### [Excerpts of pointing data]
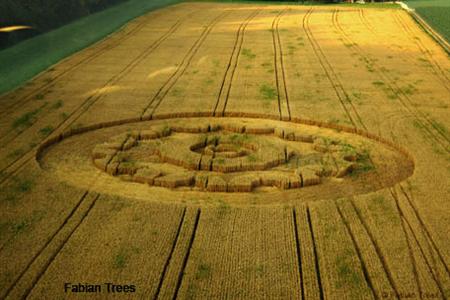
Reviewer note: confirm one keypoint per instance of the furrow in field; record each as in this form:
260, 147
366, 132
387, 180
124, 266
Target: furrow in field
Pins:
331, 75
411, 59
225, 88
85, 105
375, 266
280, 77
239, 244
358, 219
358, 249
298, 252
426, 231
434, 270
379, 215
438, 135
309, 271
428, 283
173, 271
30, 275
156, 100
441, 73
182, 266
122, 241
342, 272
12, 167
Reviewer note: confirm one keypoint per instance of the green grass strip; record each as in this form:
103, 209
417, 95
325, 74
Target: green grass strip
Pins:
25, 60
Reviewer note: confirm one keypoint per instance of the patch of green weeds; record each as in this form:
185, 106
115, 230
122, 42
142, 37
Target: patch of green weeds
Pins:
248, 53
58, 104
203, 271
268, 92
45, 131
120, 260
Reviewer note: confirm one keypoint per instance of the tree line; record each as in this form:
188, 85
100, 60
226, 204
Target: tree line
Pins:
43, 15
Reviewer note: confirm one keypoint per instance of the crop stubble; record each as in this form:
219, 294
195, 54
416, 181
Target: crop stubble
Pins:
389, 241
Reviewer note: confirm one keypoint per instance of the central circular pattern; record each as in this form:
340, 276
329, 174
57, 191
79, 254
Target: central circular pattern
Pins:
250, 160
235, 157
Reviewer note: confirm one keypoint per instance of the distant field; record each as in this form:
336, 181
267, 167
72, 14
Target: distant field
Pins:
30, 57
233, 151
436, 13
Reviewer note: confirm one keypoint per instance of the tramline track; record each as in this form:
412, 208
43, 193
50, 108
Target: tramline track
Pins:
393, 87
156, 100
228, 77
341, 94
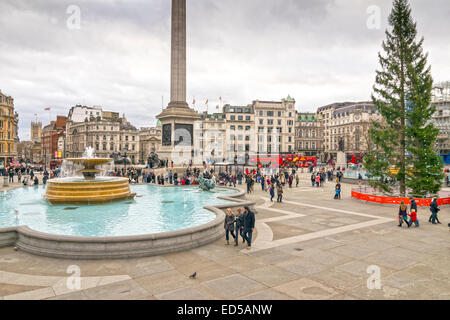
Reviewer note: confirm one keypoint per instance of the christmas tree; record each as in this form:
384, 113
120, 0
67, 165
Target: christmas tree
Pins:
403, 144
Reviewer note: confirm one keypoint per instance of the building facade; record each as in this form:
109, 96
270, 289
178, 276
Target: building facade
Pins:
29, 152
346, 128
108, 137
210, 138
441, 120
240, 133
80, 113
149, 141
51, 134
309, 135
275, 125
8, 130
36, 131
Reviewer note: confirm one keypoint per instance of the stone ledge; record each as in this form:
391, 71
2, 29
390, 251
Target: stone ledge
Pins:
94, 248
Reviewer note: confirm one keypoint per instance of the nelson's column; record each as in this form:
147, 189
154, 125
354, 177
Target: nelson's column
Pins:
178, 119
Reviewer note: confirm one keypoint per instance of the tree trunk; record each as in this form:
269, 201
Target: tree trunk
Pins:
403, 126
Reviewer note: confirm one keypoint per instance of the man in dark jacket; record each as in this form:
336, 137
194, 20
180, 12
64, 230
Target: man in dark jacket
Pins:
413, 205
239, 226
434, 210
249, 226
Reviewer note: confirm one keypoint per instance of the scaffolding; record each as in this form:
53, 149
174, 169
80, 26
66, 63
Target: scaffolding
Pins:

### [WRITTEN REQUEST]
Copy every line of the data, starting with the line that contains "Reviewer note: confirm one keypoint per instance of the nelson's" and going on through the end. Raise each answer coordinate by 26 and leave every other number unchanged.

### [SOLVED PROBLEM]
Reviewer note: confirm one keypoint per instance of the nelson's column; record each as in this form:
147, 189
154, 125
354, 177
Target: nelson's column
Pins:
204, 145
Reviewer note: confirm one keypoint per instance of the tree trunk; record each as in this form:
269, 201
Target: tree trunk
Pins:
429, 152
Reviewer note: confirm one keypoint per instance of the man in dark jacket; record each as in this form:
336, 137
194, 20
180, 12
64, 230
Target: man in dark jacket
Pins:
439, 231
265, 252
460, 236
275, 252
Reviewer note: confirm one keypoint per instance of the scaffolding; record each as in this form:
53, 149
174, 169
80, 26
66, 63
Target: scaffolding
Pins:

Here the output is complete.